| DIRECTIVE 1 |
Duplicate the lines of the records, starting with the line that contains "Find the gloved" and going on through the last line of the records.

| QUOTED TEXT |
- - - - - - -
The kinds of assumptions that you might be able to reasonably defend are:
* Assume the traffic between any pair of sites is proportional to the product
of the number of Digital employees at the two sites
* Assume the traffic between any pair of sites is proportional to the product
of the number of nodes at the two sites
* Any better assumption than the above based on the business activity and
interrelations of the sites - f'rinstance, information tends to flow out of
Geneva more than it flows in :-)
If you do any of the above, you wind up with a function p(L,d,n) which is the
estimated probability that traffic on link L in direction d is part of an n-hop
path; then, if the traffic on each link is T(L,d), your "best guess" at the
total amount of traffic would be SUM(T(L,d)*p(L,d,n)/n) where the sum is over
all L, d, and n. 
 | 
| 1601.5 |  | TRACE::GILBERT | Ownership Obligates | Fri May 01 1992 11:10 | 28 | 
|  | .3> Find that path, j, which has a maximum value for B[j]*p[j].
I'll call this the B*p greedy algorithm.  It doesn't quite work.
If something like it *will*, then I think the expression should
be B[j] * (p[j] - 1).  I'll explain.
- - - - - - -
| DIRECTIVE 2 |
Go on with the forum discussion on estimating network link traffic, picking up after its final sentence.

Region segmentation records
- - - - - - -
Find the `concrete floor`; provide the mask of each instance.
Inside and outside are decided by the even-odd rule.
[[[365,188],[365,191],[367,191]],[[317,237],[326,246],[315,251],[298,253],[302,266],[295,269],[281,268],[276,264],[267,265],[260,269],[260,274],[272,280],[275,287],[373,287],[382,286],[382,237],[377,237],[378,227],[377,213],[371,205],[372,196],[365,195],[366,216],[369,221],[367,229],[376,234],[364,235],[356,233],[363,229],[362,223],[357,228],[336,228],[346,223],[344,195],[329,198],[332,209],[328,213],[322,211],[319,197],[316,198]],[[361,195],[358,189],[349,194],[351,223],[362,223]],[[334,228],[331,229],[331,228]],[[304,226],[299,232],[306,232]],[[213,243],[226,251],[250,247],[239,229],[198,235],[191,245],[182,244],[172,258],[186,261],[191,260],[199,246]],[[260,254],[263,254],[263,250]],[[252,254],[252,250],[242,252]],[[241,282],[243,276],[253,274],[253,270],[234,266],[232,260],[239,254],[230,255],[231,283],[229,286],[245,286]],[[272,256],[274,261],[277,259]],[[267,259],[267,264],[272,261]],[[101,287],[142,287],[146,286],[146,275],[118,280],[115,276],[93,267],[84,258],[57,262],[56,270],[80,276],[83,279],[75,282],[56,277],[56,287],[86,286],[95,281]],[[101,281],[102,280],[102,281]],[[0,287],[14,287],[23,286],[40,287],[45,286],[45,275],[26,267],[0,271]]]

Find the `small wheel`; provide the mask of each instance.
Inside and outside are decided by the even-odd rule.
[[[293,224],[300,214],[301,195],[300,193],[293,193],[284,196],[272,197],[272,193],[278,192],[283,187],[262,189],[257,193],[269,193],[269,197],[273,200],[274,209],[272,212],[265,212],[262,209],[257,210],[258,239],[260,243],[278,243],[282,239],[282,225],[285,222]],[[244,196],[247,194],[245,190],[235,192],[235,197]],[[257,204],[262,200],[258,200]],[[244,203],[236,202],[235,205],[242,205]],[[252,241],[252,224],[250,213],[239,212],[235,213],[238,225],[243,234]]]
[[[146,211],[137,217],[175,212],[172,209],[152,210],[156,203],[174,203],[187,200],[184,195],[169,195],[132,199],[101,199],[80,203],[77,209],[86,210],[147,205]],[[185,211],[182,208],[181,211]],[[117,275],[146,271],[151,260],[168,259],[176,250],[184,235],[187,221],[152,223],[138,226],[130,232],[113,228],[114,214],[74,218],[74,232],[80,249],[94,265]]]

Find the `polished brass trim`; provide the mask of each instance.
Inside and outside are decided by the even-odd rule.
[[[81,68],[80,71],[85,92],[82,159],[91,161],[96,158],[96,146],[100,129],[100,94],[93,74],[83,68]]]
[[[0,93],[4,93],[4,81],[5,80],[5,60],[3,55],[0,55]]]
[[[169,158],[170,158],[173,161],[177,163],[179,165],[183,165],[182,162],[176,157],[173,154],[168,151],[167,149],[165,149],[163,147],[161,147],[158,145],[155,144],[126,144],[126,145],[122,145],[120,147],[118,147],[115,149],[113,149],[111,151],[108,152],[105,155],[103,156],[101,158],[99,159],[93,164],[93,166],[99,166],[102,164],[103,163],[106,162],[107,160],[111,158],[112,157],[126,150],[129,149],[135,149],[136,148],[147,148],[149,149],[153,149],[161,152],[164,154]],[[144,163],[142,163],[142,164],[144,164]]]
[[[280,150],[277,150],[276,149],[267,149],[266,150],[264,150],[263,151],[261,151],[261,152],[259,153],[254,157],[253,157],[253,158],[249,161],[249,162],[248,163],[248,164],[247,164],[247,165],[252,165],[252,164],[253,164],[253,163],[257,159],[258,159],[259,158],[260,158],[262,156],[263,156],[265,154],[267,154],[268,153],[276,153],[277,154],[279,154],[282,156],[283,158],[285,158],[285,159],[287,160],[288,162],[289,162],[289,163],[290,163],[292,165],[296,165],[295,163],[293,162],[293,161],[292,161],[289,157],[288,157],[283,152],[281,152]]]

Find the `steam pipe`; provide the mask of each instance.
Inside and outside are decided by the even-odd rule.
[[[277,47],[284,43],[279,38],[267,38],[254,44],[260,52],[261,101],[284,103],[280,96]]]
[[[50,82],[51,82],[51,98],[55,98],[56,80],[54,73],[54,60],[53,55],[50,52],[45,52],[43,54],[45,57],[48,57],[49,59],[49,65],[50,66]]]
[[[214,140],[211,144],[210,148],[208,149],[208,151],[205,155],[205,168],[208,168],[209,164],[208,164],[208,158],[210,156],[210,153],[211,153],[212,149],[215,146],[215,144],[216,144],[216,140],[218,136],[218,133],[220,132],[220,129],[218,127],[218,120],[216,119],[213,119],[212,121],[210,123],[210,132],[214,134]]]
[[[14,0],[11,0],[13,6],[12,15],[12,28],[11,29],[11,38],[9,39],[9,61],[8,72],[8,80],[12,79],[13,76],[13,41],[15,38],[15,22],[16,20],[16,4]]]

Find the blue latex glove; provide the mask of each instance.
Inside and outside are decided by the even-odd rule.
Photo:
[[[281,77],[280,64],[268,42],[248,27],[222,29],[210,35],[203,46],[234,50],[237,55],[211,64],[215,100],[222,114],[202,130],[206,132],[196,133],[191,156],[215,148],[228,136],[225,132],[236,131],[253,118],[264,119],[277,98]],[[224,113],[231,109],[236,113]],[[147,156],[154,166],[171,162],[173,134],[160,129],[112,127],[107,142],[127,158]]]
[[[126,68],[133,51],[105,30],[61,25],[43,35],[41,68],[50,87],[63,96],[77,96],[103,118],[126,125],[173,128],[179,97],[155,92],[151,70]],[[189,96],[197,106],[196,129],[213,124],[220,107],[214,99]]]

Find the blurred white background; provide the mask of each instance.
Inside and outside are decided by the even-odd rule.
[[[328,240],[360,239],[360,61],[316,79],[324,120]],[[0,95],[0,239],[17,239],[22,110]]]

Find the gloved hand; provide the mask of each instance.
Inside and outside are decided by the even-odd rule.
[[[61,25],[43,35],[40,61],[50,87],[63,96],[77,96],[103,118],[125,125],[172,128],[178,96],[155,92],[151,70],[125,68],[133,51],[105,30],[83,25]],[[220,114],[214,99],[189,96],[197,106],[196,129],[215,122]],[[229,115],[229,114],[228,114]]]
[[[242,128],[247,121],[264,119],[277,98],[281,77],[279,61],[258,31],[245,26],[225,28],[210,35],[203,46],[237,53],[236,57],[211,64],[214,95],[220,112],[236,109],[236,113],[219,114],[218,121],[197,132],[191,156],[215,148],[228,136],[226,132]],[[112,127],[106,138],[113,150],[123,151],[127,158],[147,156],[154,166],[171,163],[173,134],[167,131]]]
- - - - - - -
| EXERCISE RESPONSE 1 |
Find the gloved hand; provide the mask of each instance.
Inside and outside are decided by the even-odd rule.
[[[61,25],[43,35],[40,61],[50,87],[63,96],[77,96],[103,118],[125,125],[172,128],[178,96],[155,92],[151,70],[125,68],[133,51],[105,30],[83,25]],[[220,114],[214,99],[189,96],[197,106],[196,129],[215,122]],[[229,115],[229,114],[228,114]]]
[[[242,128],[247,121],[264,119],[277,98],[281,77],[279,61],[258,31],[245,26],[225,28],[210,35],[203,46],[237,53],[236,57],[211,64],[214,95],[220,112],[236,109],[236,113],[219,114],[218,121],[197,132],[191,156],[215,148],[228,136],[226,132]],[[112,127],[106,138],[113,150],[123,151],[127,158],[147,156],[154,166],[171,163],[173,134],[167,131]]]

| EXERCISE RESPONSE 2 |
Whenever B bytes of traffic on two adjacent links are 'connected' (i.e.,
made part of a longer path) by the algorithm, the bytes 'transmitted'
decreases by B.  When links form a path of length p, there are only p-1
'connections' between the links, and the bytes 'transmitted' is reduced
by B*(p-1).  Thus, I think B*(p-1) should be better.
Also, the following is a counterexample to the B*p greedy algorithm (but
note that the B*(p-1) greedy algorithm minimizes the transmissions).
	X ----- Y ----- Z
	    5       2
The B*p greedy algorithm takes:
	5 bytes connecting X-Y, then
	2 bytes connecting Y-Z,
for a total transmission of 5+2 = 7.
The B*(p-1) greedy algorithm takes:
	2 bytes connecting X-Y-Z, then
	3 bytes connecting Y-Z,
for a total transmission of 2+3 = 5.
 | 
| 1601.6 | Good point. | CADSYS::COOPER | Topher Cooper | Fri May 01 1992 12:53 | 6 | 
|  | RE: .5
    Your right.  The "overcount" (p-1) is more appropriate then the "count"
    (p).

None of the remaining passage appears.